• _Text section_
Re: blcr 0.7.3: core dump file

From: Paul H. Hargrove (PHHargrove_at_lbl_dot_gov)
Date: Wed Sep 03 2008 - 23:11:54 PDT

  • Next message: Vincentius Robby: "Re: sparc implementation"
    Adolfo,
    
      Glad things worked out.
    
      I will think about adding logic in BLCR to request thread stacks only 
    as large as we need.  However, I don't have any clue what size to pick, 
    other than 10240 that you suggest has worked for you.
    
    -Paul
    
    Adolfo J. Banchio wrote:
    > Paul,
    >
    > thanks again for your help. It is actually the
    > stack size. I printed from the script " ulimit -a" and
    > I see a the stacksize of 2621440, compared to
    > 10240 in the shell where it works. 
    >
    > So it seems that within the SGE shell (wich is owned by the
    > user) the stack is too big, and multiplied by the number of
    > threads might reach some other limit (not the virtual memory limit, 
    > since I tried with unlimited).
    >
    > I have changed SGE scripts (submit, migrate and checkpoint) adding
    > a line like " ulimit -s 10240 " before the cr_checkpoint and
    > cr_restart commands, respectively, and now everything WORKS fine.
    >
    > Note that also the problem arises when restarting with
    > cr_restart.
    >
    > I do not know if this stacksize will bring some other troubles
    > later on. If you have any suggestions for the value please
    > advise me.
    >
    > Thank you very much for your help.
    >
    > sincerely,
    >
    > adolfo
    >
    >
    >
    > On Tue, 2008-09-02 at 20:05 -0700, Paul H. Hargrove wrote:
    >   
    >> Adolfo,
    >>
    >>   Thanks for the info.  Based on the -v output it appears that 
    >> pthread_create() is failing with error code 12, which on x86-64 is 
    >> ENOMEM.  I cannot guess why that would be the case only under SGE unless 
    >> there is something in the resource limits that is preventing starting an 
    >> additional thread (most likely failure to allocate the stack).  However, 
    >> I can't see exactly how that would happen.
    >>   Is there any way you can see about increasing the resource limits in 
    >> place when the checkpoint script is run?  That is where I'd start 
    >> looking, but I don't really know what I'd be looking for other than 
    >> trying to increase various limits until the failure goes away.

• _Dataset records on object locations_
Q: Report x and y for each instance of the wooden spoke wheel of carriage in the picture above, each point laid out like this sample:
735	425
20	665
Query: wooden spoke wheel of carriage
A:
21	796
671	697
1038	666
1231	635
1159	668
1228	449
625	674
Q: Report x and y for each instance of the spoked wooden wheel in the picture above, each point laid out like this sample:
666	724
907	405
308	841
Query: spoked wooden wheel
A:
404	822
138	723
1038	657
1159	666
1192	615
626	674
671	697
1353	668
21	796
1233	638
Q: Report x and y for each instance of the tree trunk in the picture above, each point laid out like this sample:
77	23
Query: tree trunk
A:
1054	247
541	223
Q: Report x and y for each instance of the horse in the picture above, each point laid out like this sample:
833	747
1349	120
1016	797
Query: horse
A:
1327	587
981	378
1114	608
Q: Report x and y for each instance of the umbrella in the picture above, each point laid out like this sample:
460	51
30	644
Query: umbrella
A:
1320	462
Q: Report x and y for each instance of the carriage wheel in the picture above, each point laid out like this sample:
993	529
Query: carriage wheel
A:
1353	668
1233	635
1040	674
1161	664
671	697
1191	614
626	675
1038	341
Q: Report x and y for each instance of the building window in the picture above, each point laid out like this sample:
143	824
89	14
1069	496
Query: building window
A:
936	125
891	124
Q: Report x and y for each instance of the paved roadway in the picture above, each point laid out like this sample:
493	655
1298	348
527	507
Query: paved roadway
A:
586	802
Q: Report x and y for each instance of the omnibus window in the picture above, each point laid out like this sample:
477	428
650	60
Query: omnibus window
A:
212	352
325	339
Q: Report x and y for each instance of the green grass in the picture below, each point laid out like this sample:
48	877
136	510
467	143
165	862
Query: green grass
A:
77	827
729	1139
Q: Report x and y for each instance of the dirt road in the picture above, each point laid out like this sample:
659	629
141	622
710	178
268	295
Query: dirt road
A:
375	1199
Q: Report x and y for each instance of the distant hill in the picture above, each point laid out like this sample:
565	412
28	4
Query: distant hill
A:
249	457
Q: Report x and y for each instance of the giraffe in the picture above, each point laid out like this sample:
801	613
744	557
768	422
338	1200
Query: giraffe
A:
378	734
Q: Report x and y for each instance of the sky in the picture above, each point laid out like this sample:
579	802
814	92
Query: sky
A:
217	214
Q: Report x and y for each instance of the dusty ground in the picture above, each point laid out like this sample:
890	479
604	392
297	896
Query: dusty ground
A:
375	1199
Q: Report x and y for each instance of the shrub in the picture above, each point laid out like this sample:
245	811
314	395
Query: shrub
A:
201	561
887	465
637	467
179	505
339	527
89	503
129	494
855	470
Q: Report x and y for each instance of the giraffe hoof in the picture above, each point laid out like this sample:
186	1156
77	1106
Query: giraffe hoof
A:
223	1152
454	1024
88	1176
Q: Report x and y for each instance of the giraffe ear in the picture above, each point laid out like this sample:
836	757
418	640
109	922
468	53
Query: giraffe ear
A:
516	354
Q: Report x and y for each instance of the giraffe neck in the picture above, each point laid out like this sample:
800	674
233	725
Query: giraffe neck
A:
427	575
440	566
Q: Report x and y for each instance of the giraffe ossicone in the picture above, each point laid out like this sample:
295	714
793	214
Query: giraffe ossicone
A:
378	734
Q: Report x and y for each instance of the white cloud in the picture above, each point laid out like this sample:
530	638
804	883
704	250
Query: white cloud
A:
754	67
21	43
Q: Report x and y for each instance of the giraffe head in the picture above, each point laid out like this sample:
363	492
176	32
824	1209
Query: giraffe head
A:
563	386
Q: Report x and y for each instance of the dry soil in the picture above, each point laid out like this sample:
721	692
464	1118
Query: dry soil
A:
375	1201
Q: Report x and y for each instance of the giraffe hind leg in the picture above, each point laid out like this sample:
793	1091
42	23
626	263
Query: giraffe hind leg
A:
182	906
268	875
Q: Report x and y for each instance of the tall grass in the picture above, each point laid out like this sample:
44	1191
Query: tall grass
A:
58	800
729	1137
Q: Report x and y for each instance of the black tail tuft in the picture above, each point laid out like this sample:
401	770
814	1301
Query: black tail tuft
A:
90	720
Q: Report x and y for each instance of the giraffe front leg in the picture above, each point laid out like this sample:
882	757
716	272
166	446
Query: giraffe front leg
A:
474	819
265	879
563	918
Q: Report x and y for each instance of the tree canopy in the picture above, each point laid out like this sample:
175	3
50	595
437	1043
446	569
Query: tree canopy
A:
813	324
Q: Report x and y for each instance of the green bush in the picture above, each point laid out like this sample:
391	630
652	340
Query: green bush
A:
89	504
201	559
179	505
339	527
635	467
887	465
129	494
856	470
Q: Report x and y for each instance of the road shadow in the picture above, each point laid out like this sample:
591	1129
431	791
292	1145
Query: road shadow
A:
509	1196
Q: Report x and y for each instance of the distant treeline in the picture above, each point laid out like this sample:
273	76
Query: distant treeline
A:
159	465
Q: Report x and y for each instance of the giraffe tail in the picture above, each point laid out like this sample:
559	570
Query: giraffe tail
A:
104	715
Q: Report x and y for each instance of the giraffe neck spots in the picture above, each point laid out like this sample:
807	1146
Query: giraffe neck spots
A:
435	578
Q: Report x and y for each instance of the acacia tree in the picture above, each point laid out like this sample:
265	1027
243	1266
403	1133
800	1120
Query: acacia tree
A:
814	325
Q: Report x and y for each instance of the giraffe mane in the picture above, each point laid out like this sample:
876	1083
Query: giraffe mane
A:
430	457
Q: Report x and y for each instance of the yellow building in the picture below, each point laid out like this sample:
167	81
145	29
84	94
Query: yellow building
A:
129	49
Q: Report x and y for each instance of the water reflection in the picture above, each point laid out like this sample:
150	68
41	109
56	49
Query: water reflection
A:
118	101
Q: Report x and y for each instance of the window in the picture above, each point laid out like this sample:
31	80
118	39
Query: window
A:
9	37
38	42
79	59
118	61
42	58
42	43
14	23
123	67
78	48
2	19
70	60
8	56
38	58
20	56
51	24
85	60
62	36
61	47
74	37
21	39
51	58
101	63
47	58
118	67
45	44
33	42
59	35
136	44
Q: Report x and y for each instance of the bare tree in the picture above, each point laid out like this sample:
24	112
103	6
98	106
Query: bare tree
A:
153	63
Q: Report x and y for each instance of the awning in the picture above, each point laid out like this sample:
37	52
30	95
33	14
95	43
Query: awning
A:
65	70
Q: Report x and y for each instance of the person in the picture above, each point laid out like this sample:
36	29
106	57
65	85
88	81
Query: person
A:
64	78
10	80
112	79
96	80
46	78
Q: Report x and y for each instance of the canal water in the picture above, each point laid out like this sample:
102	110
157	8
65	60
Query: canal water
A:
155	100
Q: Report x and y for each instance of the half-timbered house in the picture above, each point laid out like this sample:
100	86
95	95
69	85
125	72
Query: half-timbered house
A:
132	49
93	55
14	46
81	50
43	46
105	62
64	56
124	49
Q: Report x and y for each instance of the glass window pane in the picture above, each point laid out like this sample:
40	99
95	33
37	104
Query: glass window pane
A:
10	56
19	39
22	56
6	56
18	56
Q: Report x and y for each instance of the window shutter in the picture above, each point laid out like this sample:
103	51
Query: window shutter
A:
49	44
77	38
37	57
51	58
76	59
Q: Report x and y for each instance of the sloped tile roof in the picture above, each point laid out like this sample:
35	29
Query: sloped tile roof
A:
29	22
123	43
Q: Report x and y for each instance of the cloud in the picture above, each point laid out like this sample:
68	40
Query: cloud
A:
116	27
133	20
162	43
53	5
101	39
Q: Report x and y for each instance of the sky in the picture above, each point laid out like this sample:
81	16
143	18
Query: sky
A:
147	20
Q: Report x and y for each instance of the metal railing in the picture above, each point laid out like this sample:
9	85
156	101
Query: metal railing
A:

• _What is needed_
From the BLCR mailing-list thread, reproduce verbatim everything from "Glad things worked" down to "worked for you.".

• _Task result_
Glad things worked out.
    
      I will think about adding logic in BLCR to request thread stacks only 
    as large as we need.  However, I don't have any clue what size to pick, 
    other than 10240 that you suggest has worked for you.